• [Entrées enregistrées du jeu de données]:
:::::

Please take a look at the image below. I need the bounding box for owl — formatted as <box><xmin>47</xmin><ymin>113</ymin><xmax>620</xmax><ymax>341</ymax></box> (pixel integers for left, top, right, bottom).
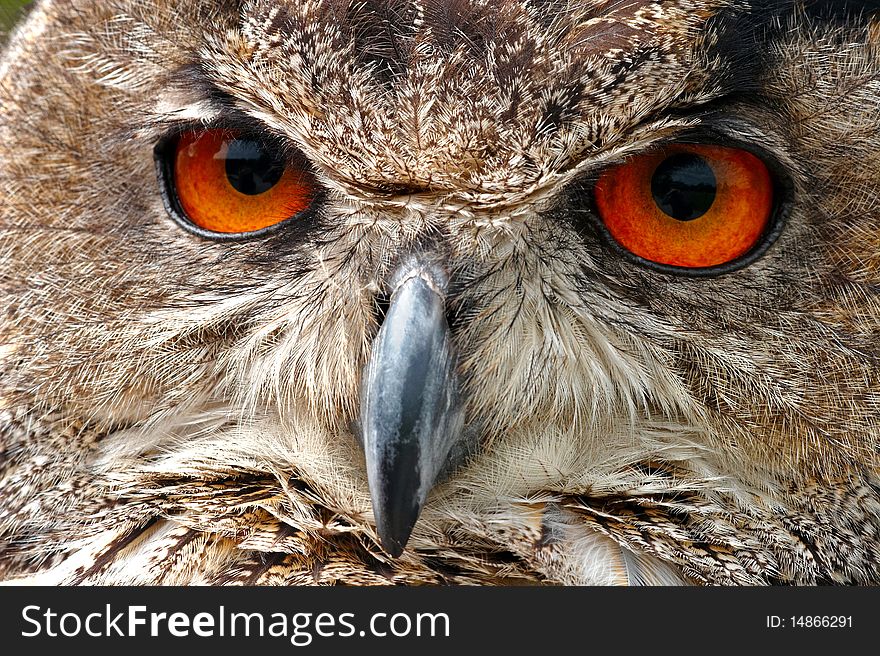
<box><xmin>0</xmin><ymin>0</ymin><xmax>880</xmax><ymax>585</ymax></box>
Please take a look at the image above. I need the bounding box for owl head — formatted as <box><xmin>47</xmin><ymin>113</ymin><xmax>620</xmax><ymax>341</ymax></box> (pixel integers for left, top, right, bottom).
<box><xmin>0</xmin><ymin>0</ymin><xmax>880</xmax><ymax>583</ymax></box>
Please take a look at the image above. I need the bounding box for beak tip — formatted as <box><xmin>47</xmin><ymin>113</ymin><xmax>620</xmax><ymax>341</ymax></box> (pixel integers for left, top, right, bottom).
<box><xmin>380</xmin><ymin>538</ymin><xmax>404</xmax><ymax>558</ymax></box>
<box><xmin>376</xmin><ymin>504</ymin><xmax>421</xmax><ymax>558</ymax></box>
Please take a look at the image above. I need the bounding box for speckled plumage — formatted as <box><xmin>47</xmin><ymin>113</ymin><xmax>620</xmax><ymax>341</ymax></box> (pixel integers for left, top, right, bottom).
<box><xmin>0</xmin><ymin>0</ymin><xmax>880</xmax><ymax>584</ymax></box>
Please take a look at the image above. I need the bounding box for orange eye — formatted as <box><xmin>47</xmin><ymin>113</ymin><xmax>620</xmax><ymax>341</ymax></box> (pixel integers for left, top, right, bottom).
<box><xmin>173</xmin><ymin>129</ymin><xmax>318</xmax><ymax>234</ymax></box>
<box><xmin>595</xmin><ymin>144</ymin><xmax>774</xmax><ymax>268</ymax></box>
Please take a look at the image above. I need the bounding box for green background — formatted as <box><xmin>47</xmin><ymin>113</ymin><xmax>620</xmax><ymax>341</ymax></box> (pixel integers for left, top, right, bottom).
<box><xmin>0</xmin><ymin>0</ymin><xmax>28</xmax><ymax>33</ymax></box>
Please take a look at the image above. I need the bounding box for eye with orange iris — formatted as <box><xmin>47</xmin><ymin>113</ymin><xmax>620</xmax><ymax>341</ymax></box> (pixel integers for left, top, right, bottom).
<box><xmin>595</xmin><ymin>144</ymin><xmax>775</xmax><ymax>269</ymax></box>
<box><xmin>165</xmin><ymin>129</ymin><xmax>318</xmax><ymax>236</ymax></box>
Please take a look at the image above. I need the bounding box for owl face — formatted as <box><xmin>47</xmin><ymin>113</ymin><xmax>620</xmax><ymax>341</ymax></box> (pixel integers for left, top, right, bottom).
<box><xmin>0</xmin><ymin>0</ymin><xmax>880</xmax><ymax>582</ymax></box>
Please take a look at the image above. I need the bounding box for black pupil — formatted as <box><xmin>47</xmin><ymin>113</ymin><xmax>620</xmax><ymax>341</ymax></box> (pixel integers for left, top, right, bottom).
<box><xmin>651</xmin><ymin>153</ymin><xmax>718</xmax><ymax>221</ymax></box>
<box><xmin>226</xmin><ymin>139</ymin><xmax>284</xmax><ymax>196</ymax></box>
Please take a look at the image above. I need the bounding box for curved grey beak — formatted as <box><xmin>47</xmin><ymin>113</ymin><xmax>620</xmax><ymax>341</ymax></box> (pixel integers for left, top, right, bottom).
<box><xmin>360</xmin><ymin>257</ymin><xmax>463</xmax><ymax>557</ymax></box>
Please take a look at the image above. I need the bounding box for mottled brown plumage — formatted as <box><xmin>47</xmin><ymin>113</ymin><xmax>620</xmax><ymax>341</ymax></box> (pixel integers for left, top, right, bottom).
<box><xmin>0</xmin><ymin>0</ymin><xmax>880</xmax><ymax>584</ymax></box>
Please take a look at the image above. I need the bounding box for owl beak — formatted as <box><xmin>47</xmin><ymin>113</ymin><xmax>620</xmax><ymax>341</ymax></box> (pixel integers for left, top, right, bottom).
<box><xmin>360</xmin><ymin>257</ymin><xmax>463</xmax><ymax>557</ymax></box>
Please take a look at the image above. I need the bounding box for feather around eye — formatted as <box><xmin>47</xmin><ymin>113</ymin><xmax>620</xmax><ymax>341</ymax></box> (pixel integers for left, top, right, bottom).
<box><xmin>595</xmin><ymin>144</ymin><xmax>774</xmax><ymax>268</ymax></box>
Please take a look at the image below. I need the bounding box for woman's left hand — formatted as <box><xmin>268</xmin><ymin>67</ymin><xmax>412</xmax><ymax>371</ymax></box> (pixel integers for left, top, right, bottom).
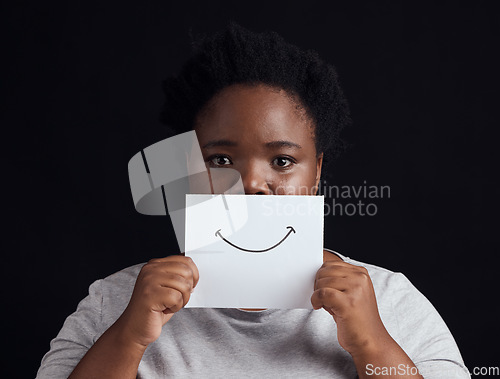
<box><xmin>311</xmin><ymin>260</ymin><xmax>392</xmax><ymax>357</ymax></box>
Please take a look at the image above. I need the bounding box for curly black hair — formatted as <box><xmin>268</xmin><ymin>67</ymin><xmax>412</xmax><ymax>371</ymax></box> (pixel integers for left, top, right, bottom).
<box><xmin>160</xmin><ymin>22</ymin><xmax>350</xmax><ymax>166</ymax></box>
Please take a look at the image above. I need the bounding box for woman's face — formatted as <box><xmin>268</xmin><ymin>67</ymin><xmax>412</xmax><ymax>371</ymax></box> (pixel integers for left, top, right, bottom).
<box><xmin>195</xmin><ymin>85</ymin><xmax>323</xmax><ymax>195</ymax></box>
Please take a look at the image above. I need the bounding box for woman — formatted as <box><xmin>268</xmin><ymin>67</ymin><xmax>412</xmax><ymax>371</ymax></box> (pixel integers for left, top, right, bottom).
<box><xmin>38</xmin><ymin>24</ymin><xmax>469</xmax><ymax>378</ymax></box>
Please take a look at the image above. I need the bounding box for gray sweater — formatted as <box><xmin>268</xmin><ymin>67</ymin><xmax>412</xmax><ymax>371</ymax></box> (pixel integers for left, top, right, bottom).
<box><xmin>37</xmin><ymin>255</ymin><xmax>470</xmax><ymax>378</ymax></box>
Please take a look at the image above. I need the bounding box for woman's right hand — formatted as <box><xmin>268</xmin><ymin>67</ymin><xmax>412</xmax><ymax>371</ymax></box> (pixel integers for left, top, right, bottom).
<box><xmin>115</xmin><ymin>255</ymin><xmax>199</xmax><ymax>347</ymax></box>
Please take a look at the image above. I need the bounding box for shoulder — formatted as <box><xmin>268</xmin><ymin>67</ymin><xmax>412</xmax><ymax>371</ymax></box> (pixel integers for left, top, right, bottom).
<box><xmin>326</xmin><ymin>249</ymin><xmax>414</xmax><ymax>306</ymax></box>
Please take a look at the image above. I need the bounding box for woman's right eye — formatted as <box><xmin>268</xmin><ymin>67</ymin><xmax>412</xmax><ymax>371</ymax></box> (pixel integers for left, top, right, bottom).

:::::

• [Consigne]: Reformulez l'ensemble des entrées ci-dessus en une liste JSON de chaînes, à raison d'une chaîne par ligne, en omettant les lignes vides. Excluez les images de votre réponse.

• [Solution complète]:
[
  "Please take a look at the image below. I need the bounding box for owl — formatted as <box><xmin>47</xmin><ymin>113</ymin><xmax>620</xmax><ymax>341</ymax></box> (pixel integers for left, top, right, bottom).",
  "<box><xmin>0</xmin><ymin>0</ymin><xmax>880</xmax><ymax>585</ymax></box>",
  "Please take a look at the image above. I need the bounding box for owl head — formatted as <box><xmin>47</xmin><ymin>113</ymin><xmax>620</xmax><ymax>341</ymax></box> (pixel integers for left, top, right, bottom).",
  "<box><xmin>0</xmin><ymin>0</ymin><xmax>880</xmax><ymax>583</ymax></box>",
  "Please take a look at the image above. I need the bounding box for beak tip — formatted as <box><xmin>47</xmin><ymin>113</ymin><xmax>620</xmax><ymax>341</ymax></box> (pixel integers for left, top, right, bottom).",
  "<box><xmin>380</xmin><ymin>538</ymin><xmax>404</xmax><ymax>558</ymax></box>",
  "<box><xmin>376</xmin><ymin>504</ymin><xmax>421</xmax><ymax>558</ymax></box>",
  "Please take a look at the image above. I need the bounding box for speckled plumage — formatted as <box><xmin>47</xmin><ymin>113</ymin><xmax>620</xmax><ymax>341</ymax></box> (pixel integers for left, top, right, bottom).",
  "<box><xmin>0</xmin><ymin>0</ymin><xmax>880</xmax><ymax>584</ymax></box>",
  "Please take a look at the image above. I need the bounding box for orange eye — formatted as <box><xmin>47</xmin><ymin>113</ymin><xmax>620</xmax><ymax>341</ymax></box> (pixel integers for left, top, right, bottom).",
  "<box><xmin>173</xmin><ymin>129</ymin><xmax>318</xmax><ymax>234</ymax></box>",
  "<box><xmin>595</xmin><ymin>144</ymin><xmax>774</xmax><ymax>268</ymax></box>",
  "Please take a look at the image above. I need the bounding box for green background — formatted as <box><xmin>47</xmin><ymin>113</ymin><xmax>620</xmax><ymax>341</ymax></box> (pixel integers for left, top, right, bottom).",
  "<box><xmin>0</xmin><ymin>0</ymin><xmax>28</xmax><ymax>33</ymax></box>",
  "Please take a look at the image above. I need the bounding box for eye with orange iris — formatted as <box><xmin>47</xmin><ymin>113</ymin><xmax>620</xmax><ymax>341</ymax></box> (pixel integers for left, top, right, bottom).",
  "<box><xmin>595</xmin><ymin>144</ymin><xmax>775</xmax><ymax>269</ymax></box>",
  "<box><xmin>165</xmin><ymin>129</ymin><xmax>318</xmax><ymax>236</ymax></box>",
  "Please take a look at the image above. I need the bounding box for owl face — formatted as <box><xmin>47</xmin><ymin>113</ymin><xmax>620</xmax><ymax>341</ymax></box> (pixel integers for left, top, right, bottom).",
  "<box><xmin>0</xmin><ymin>0</ymin><xmax>880</xmax><ymax>582</ymax></box>",
  "Please take a look at the image above. I need the bounding box for black pupil — formatted as <box><xmin>47</xmin><ymin>113</ymin><xmax>620</xmax><ymax>341</ymax></box> (pixel integers for left, top, right, bottom).",
  "<box><xmin>651</xmin><ymin>153</ymin><xmax>718</xmax><ymax>221</ymax></box>",
  "<box><xmin>226</xmin><ymin>139</ymin><xmax>284</xmax><ymax>196</ymax></box>",
  "Please take a look at the image above. I need the bounding box for curved grey beak — formatted as <box><xmin>47</xmin><ymin>113</ymin><xmax>620</xmax><ymax>341</ymax></box> (pixel integers for left, top, right, bottom).",
  "<box><xmin>360</xmin><ymin>257</ymin><xmax>463</xmax><ymax>557</ymax></box>",
  "Please take a look at the image above. I need the bounding box for mottled brown plumage — formatted as <box><xmin>47</xmin><ymin>113</ymin><xmax>620</xmax><ymax>341</ymax></box> (pixel integers for left, top, right, bottom).",
  "<box><xmin>0</xmin><ymin>0</ymin><xmax>880</xmax><ymax>584</ymax></box>",
  "Please take a look at the image above. I need the bounding box for owl beak — formatted as <box><xmin>47</xmin><ymin>113</ymin><xmax>620</xmax><ymax>341</ymax></box> (pixel integers for left, top, right, bottom).",
  "<box><xmin>360</xmin><ymin>257</ymin><xmax>463</xmax><ymax>557</ymax></box>",
  "Please take a look at the image above. I need the bounding box for feather around eye — formatted as <box><xmin>47</xmin><ymin>113</ymin><xmax>620</xmax><ymax>341</ymax></box> (pixel integers for left, top, right, bottom).",
  "<box><xmin>595</xmin><ymin>144</ymin><xmax>774</xmax><ymax>268</ymax></box>",
  "Please take a look at the image below. I need the bounding box for woman's left hand — formatted as <box><xmin>268</xmin><ymin>67</ymin><xmax>412</xmax><ymax>371</ymax></box> (pixel integers for left, top, right, bottom).",
  "<box><xmin>311</xmin><ymin>260</ymin><xmax>392</xmax><ymax>357</ymax></box>",
  "Please take a look at the image above. I need the bounding box for curly black hair — formatted as <box><xmin>268</xmin><ymin>67</ymin><xmax>412</xmax><ymax>371</ymax></box> (pixel integers for left, top, right, bottom).",
  "<box><xmin>160</xmin><ymin>22</ymin><xmax>350</xmax><ymax>166</ymax></box>",
  "Please take a look at the image above. I need the bounding box for woman's face — formatted as <box><xmin>268</xmin><ymin>67</ymin><xmax>412</xmax><ymax>371</ymax></box> (pixel integers for left, top, right, bottom).",
  "<box><xmin>195</xmin><ymin>85</ymin><xmax>323</xmax><ymax>195</ymax></box>",
  "Please take a look at the image above. I need the bounding box for woman — formatted as <box><xmin>268</xmin><ymin>67</ymin><xmax>412</xmax><ymax>371</ymax></box> (pixel integers for left, top, right, bottom).",
  "<box><xmin>38</xmin><ymin>24</ymin><xmax>469</xmax><ymax>378</ymax></box>",
  "Please take a look at the image above. I need the bounding box for gray sweater — formatted as <box><xmin>268</xmin><ymin>67</ymin><xmax>412</xmax><ymax>371</ymax></box> (pixel integers for left, top, right, bottom).",
  "<box><xmin>37</xmin><ymin>255</ymin><xmax>470</xmax><ymax>378</ymax></box>",
  "Please take a look at the image above. I need the bounding box for woman's right hand — formatted as <box><xmin>268</xmin><ymin>67</ymin><xmax>412</xmax><ymax>371</ymax></box> (pixel integers for left, top, right, bottom).",
  "<box><xmin>115</xmin><ymin>255</ymin><xmax>199</xmax><ymax>347</ymax></box>",
  "Please take a look at the image above. I need the bounding box for shoulder — formatted as <box><xmin>268</xmin><ymin>67</ymin><xmax>412</xmax><ymax>371</ymax></box> (pixel integers for left, top, right, bottom).",
  "<box><xmin>326</xmin><ymin>249</ymin><xmax>414</xmax><ymax>306</ymax></box>",
  "Please take a look at the image above. I need the bounding box for woman's right eye — formatted as <box><xmin>268</xmin><ymin>67</ymin><xmax>412</xmax><ymax>371</ymax></box> (pixel integers for left, top, right, bottom)."
]